--- Excerpted data ---
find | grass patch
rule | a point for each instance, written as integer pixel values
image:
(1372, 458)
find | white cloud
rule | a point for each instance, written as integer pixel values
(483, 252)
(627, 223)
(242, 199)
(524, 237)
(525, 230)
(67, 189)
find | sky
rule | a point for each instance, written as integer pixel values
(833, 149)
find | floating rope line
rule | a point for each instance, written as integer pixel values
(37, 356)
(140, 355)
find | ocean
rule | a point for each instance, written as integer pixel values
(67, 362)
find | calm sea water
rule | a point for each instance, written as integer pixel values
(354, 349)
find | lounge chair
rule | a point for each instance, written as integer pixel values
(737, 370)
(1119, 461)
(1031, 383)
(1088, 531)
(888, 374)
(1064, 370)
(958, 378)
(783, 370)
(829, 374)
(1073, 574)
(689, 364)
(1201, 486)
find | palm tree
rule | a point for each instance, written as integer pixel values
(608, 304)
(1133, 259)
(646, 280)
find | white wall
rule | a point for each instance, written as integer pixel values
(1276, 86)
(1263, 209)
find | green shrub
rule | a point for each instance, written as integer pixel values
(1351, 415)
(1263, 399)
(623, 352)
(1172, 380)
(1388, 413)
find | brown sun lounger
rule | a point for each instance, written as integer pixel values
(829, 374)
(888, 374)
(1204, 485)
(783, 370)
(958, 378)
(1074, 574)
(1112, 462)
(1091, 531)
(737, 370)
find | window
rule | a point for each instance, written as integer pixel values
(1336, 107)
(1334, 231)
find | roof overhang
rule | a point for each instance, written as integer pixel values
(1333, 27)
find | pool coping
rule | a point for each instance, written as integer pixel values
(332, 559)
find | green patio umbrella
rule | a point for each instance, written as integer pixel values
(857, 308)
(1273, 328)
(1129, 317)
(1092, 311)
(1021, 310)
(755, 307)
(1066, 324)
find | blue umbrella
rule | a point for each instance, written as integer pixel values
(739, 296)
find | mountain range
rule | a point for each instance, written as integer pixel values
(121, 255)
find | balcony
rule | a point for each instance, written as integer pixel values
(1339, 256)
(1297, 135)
---
Exercise prompt:
Retype the records that precede this task, keeping them exactly the same.

Result for this exercise:
find | grass patch
rule | a point for each instance, written as integer pixel values
image:
(1372, 458)
find | white cloud
rule | a point for each instance, written as integer pixel values
(483, 252)
(627, 223)
(242, 199)
(524, 237)
(525, 230)
(67, 189)
find | sky
rule | a point for each instance, written as integer pixel values
(833, 149)
find | floating rope line
rule | a point for each instance, written as integer pixel values
(37, 356)
(140, 355)
find | ocean
rule | a point for each instance, written as integer pixel values
(67, 362)
find | calm sea water
rule | a point for each instance, written as integer pixel values
(354, 349)
find | lounge chair
rule | a point for each instance, written as integer pixel values
(737, 370)
(1119, 461)
(1031, 383)
(1088, 531)
(888, 374)
(1064, 370)
(958, 378)
(783, 370)
(829, 374)
(1073, 574)
(689, 364)
(1201, 486)
find | palm tree
rule | a point for each instance, written as integer pixel values
(608, 304)
(1133, 259)
(646, 280)
find | white wall
rule | a point for each instance, written as integer pixel values
(1276, 86)
(1263, 209)
find | green shrub
rule | a point for each instance, written as integer pixel values
(1351, 415)
(1263, 399)
(623, 352)
(1172, 380)
(1388, 413)
find | brown sun lounger
rule | a point for each instance, written as integer pixel values
(829, 374)
(888, 374)
(1204, 485)
(783, 370)
(958, 378)
(1074, 574)
(1112, 462)
(1091, 531)
(737, 370)
find | window
rule | a point for each instance, written as integer pixel values
(1336, 107)
(1334, 231)
find | roof overhang
rule | a point for each instance, written as integer pixel values
(1333, 27)
find | pool coping
rule | a point for each instance, written as integer pixel values
(332, 559)
find | green patio umbrella
rule | a point for each instance, written as integer pixel values
(857, 308)
(1273, 328)
(1129, 317)
(1092, 311)
(1021, 310)
(755, 307)
(1066, 324)
find | blue umbrella
rule | a point for each instance, written as integer pixel values
(739, 296)
find | mountain range
rule | a point for each instance, written as integer pixel values
(121, 255)
find | balcony
rule | a point for each instance, written as integer pixel values
(1339, 256)
(1297, 135)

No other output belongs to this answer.